**Problem to solve:**
Reproduce the stretch of the forum thread on a hit-and-miss steam engine from "Well, enough of" through "I missing here??", word for word.
* Begin Source passage *
# Hit and miss STEAM ENGINE????



## Brian Rupnow

Okay, I know---seems like an oxymoron. I have been thinking the last few days of steam engines. I have built 4 steam engines (running them on air) and they all ran well. They also will drain an air tank in fairly short order, because of the high consumption of air. Now---a hit and miss i.c. engine runs on a type of inertial governor, that only lets the engine fire when the RPM's drop below a certain speed. Once it fires, the exhaust valve is held off its tappet untill RPMs fall off again. My idea would never work as a practical engine, but why couldn't one build a steam (air) engine with a pair of large flywheels, and the same type of inertial governor.--The engine would function in normal mode from zero speed and accelerate untill a desired speed was reached. At this speed, the inertial governor would shut off the steam/(air) and the large flywheels would give up their stored energy and keep the engine running untill the engine slowed beyond a critical RPM. When this critical low RPM range was reached, the inertial governor would open the steam/(air) valve again.--Like I said, not a practical engine, but an engine that would run a very long time on a given amount of compressed air.---Has anyone ever done this?


----------



## GailInNM

See what happens when you go away for a few weeks Brian.
 Is this sort of what you mean?

http://www.homemodelenginemachinist.com/index.php?topic=3732.0

Gail in NM,USA


----------



## Brian Rupnow

Son of a Gun!!! Thats a beauty. I guess I didn't have an original idea after all.---Brian


----------



## tel

I sort of, almost, did that a few years back Brian - well, it didn't stop the steam, just 'notch up' the cutoff til it was working with minimum steam admission. Worked rather well, if I do say so


----------



## tel

A couple of shots of the engine in question











The valve gear at speed


----------



## rickharris

Brian Rupnow  said:
			
		

> Hit and Miss on steam.---Has anyone ever done this?



John Toms site has plans for a compressed air hit and miss under IC engines http://www.john-tom.com/html/ICEngines.html


----------



## Brian Rupnow

Time on my hands and a curious mind are an evil combination----





View attachment FULL ASSY HIT AND MISS ENGINE.PDF


----------



## Brian Rupnow

Well, enough of this foolishness for a Saturday morning!! Not to disparage anyone elses drawings/plans, but there seems to be a lot of either missing dimensions or else downright wrong dimensions on the information I have dug up on this project. Of course, that could just be me. ;D ;D This is a fascinating little engine.--Brian


----------



## 10K Pete

OK, I gotta ask this question:

Doesn't the flyball governor on a steam engine 'sense' speed, like the governor on a hit and miss, and adjust the amount of steam going into the engine? I seems to me like the regular flyball governor does the same thing.

What am I missing here??

Thanks,
Pete


----------



## tel

> Doesn't the flyball governor on a steam engine 'sense' speed, like the governor on a hit and miss, and adjust the amount of steam going into the engine? I seems to me like the regular flyball governor does the same thing.
* End Source passage *
* Begin Rows *
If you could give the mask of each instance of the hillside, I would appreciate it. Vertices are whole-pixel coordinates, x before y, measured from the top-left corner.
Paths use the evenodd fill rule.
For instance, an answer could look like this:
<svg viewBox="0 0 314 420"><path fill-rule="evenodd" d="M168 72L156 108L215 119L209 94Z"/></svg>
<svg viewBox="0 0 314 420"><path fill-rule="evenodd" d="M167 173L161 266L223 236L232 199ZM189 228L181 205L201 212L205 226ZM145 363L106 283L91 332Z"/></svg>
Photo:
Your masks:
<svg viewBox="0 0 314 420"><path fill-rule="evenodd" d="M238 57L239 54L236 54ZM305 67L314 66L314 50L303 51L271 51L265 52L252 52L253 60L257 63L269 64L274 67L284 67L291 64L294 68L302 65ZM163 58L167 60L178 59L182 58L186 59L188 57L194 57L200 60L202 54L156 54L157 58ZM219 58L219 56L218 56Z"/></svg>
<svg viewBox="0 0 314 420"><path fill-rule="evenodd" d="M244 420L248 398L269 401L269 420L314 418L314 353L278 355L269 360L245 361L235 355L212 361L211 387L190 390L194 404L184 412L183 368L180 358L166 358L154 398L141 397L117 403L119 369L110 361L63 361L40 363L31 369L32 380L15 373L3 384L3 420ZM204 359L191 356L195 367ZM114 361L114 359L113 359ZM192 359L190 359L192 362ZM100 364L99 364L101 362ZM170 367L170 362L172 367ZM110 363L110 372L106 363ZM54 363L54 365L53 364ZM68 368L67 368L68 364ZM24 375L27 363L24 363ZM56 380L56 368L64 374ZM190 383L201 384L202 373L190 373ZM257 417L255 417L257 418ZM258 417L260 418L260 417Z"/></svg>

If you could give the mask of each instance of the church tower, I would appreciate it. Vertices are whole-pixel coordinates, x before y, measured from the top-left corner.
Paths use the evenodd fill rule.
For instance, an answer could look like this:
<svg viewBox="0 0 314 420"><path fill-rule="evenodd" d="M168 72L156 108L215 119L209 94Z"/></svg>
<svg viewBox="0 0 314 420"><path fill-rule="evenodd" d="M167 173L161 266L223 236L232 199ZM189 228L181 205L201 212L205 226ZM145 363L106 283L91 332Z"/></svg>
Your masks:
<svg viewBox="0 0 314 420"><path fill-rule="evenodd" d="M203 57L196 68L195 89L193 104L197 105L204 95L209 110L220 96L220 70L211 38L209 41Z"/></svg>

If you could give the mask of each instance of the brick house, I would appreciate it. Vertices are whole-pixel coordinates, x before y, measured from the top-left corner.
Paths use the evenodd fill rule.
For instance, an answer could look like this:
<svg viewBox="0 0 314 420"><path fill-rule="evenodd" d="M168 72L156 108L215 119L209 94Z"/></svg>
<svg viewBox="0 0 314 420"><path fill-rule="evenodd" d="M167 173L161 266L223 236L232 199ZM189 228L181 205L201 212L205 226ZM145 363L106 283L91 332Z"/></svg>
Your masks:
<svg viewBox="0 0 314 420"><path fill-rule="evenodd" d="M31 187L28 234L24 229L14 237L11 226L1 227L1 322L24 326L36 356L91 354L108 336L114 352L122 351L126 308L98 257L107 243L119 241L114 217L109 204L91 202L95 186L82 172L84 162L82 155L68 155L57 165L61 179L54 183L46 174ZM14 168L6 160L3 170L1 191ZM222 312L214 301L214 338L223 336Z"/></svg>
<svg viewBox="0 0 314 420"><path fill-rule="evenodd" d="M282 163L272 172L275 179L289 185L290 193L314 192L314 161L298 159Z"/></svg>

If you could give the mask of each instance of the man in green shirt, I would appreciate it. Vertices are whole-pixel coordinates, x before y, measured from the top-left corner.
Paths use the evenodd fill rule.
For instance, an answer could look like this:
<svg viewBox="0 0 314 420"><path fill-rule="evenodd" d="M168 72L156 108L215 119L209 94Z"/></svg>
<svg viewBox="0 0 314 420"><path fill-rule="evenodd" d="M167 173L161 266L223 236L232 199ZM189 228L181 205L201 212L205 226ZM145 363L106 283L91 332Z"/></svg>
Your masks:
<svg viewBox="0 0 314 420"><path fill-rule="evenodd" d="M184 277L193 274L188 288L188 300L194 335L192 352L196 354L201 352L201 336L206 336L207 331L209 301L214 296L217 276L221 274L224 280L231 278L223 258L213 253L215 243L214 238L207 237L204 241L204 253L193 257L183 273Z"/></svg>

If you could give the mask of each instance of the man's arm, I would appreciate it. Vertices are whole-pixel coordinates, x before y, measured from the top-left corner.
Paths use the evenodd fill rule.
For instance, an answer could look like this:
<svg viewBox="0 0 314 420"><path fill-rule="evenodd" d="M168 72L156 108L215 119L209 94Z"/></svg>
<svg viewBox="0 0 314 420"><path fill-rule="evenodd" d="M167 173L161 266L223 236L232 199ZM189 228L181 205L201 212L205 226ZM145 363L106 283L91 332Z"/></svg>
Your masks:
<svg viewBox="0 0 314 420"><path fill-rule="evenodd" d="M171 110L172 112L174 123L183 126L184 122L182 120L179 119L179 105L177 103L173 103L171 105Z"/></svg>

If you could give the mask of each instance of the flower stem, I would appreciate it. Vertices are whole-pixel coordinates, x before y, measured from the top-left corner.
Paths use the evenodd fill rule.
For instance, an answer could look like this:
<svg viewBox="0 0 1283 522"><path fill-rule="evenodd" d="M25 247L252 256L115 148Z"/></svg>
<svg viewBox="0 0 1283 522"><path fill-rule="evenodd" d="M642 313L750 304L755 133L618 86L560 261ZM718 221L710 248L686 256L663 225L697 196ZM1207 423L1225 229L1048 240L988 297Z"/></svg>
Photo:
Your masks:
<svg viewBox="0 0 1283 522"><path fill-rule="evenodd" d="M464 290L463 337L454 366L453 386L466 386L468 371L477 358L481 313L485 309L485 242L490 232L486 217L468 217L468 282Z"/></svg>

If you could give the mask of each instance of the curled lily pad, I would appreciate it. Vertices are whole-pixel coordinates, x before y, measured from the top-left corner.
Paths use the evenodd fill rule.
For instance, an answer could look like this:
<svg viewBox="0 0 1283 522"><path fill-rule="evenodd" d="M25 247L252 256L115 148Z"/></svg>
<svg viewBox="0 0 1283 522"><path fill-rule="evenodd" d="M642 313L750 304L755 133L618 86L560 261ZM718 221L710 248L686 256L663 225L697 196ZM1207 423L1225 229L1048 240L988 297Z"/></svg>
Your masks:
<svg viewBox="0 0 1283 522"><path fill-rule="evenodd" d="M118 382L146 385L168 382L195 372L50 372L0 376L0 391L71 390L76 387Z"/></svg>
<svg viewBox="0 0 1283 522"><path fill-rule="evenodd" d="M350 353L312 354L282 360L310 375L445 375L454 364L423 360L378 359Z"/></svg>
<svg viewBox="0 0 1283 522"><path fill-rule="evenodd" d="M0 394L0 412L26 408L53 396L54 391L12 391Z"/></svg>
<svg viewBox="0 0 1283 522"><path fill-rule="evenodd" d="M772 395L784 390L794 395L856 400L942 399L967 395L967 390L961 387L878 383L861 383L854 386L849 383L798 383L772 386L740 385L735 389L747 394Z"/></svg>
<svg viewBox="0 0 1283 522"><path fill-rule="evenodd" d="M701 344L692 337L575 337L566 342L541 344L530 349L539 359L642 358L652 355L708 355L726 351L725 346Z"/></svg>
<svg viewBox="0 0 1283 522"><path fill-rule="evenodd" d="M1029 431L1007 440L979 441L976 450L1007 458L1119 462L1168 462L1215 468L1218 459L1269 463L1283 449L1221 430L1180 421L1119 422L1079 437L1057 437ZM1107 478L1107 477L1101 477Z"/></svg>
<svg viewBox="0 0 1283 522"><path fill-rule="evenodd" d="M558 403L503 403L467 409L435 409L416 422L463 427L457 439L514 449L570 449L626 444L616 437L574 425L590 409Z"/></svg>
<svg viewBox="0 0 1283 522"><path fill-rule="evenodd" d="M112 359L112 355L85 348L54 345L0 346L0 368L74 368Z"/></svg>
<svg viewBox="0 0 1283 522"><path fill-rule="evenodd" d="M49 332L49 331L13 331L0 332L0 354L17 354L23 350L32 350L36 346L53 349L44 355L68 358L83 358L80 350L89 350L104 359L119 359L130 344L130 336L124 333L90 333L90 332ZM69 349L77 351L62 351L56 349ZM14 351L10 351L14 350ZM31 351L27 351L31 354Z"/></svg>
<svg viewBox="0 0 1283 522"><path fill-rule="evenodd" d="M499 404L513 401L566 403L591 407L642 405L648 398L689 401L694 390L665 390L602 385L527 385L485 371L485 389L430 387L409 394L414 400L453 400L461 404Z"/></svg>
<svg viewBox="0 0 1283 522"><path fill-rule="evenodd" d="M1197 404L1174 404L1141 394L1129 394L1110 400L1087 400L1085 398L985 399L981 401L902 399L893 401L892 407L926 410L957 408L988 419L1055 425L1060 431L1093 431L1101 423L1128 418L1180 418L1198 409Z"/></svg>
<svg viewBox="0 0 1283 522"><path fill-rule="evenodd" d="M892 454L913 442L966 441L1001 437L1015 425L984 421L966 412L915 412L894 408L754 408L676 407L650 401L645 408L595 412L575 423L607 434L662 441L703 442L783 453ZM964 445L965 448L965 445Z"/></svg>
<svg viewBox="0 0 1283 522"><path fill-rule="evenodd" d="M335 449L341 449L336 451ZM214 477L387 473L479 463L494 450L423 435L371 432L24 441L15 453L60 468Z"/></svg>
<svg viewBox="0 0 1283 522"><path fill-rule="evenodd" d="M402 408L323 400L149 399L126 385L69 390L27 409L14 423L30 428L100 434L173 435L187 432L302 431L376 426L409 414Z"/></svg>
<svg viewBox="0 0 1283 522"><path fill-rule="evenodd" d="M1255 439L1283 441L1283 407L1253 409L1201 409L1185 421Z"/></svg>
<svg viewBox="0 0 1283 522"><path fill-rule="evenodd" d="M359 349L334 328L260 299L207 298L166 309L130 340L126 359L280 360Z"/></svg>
* End Rows *
**The reply:**
Well, enough of this foolishness for a Saturday morning!! Not to disparage anyone elses drawings/plans, but there seems to be a lot of either missing dimensions or else downright wrong dimensions on the information I have dug up on this project. Of course, that could just be me. ;D ;D This is a fascinating little engine.--Brian


----------



## 10K Pete

OK, I gotta ask this question:

Doesn't the flyball governor on a steam engine 'sense' speed, like the governor on a hit and miss, and adjust the amount of steam going into the engine? I seems to me like the regular flyball governor does the same thing.

What am I missing here??